*** Supplied text ***

A biofilm microenvironment-responsive one-for-all bactericidal nanoplatform for photothermal-augmented multimodal synergistic therapy of pathogenic bacterial biofilm infection.

Multimodal synergistic bactericidal agents display great potential for fighting biofilm infections. However, the rational design of biofilm microenvironment (BME)-activatable therapeutic agents with excellent specificities, effective eradications and minimal side effects remains a great challenge. Herein, we show a BME-responsive one-for-all bactericidal nanoplatform consisting of Fe 3+ -doped polydopamine (Fe/PDA)-capped ZnO nanoparticles with a successive assembly of methylene blue (MB) and poly(ethylene glycol) (PEG). In an acidic BME (pH 5.5), the constructed nanoagent (ZnPMp) can realize the co-delivery of dual metal ions (Zn 2+ and Fe 3+ ) and MB, and the latter shows an activated photodynamic antibacterial activity when irradiated with 635 nm laser. Zn 2+ produced from acid-sensitive dissolution of ZnO is an effective chemical antibacterial agent. Additionally, the released Fe 3+ is reduced to Fe 2+ by glutathione (GSH) overexpressed in the BME to generate Fe 2+ /Fe 3+ redox couples, which exhibit Fenton catalytic activity to convert endogenous H 2 O 2 to hydroxyl radicals (˙OH) for chemodynamic sterilization and GSH depletion ability to improve ˙OH-induced oxidative damage. Interestingly, the hyperthermia caused by the Fe/PDA layer assisted with 808 nm laser can damage directly bacterial cells, accelerate the release of Zn 2+ , Fe 3+ and MB, and promote the catalytic activity of Fe 2+ /Fe 3+ redox couples for photothermal-augmented multimodal antibiofilm therapy. With the help of dual lasers, ZnPMp displays the broad-spectrum antibacterial effect, inhibits effectively the formation of biofilms, and more importantly eliminates bacteria deep in mature biofilms. In addition, ZnPMp can be used to treat biofilm-related infections in vivo with excellent therapeutic performance and minimal toxicity. Overall, the developed ZnPMp may serve as a potential nano-antibacterial agent for intensive anti-infective therapy.

*** End of Supplied text ***
*** Extracted entries ***

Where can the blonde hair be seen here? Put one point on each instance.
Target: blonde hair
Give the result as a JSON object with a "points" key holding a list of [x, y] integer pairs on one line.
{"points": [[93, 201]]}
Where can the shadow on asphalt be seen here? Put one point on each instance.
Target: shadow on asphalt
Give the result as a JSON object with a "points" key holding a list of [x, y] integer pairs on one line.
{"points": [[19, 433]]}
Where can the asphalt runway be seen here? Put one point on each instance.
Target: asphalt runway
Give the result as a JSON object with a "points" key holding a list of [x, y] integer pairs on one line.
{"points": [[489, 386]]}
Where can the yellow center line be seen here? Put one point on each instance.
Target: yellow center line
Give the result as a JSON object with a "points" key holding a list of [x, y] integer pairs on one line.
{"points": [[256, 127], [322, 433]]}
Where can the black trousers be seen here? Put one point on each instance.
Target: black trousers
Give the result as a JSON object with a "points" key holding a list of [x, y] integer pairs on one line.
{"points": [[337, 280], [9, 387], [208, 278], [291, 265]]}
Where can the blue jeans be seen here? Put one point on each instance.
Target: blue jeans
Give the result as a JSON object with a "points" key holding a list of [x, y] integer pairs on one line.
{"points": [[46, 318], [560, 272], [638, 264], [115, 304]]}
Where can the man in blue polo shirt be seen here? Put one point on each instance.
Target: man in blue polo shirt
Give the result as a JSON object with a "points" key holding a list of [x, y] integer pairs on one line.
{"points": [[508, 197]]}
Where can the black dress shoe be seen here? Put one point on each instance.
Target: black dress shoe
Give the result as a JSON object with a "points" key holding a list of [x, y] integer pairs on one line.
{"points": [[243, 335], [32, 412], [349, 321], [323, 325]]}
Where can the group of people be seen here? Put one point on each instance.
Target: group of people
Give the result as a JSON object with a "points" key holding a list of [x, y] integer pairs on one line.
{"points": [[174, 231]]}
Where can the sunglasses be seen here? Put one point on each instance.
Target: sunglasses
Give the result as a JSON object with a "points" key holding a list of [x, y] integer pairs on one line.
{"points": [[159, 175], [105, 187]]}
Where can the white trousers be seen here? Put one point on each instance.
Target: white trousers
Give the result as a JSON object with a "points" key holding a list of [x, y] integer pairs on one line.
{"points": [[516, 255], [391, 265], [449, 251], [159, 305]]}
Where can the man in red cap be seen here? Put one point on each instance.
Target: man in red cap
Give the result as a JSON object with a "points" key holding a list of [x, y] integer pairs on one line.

*** End of Extracted entries ***

-- Study questions --
#1 For each statement about the nanoplatform abstract, answer yes or no and quote the words that decide it: (a) glutathione in the biofilm microenvironment reduces the released Fe 3+ to Fe 2+; (b) methylene blue shows its photodynamic activity under an 808 nm laser; (c) Zn 2+ from the dissolution of ZnO acts as a chemical antibacterial agent.
#2 Reproduce the part of the nanoplatform abstract starting with "A biofilm microenvironment-responsive" and going on through "bacterial biofilm infection.".
The lines above are separate material and form no part of the nanoplatform abstract.

-- Solutions --
#1
(a) Yes: "the released Fe 3+ is reduced to Fe 2+ by glutathione (GSH) overexpressed in the BME"
(b) No: "the latter shows an activated photodynamic antibacterial activity when irradiated with 635 nm laser"
(c) Yes: "Zn 2+ produced from acid-sensitive dissolution of ZnO is an effective chemical antibacterial agent"

#2
A biofilm microenvironment-responsive one-for-all bactericidal nanoplatform for photothermal-augmented multimodal synergistic therapy of pathogenic bacterial biofilm infection.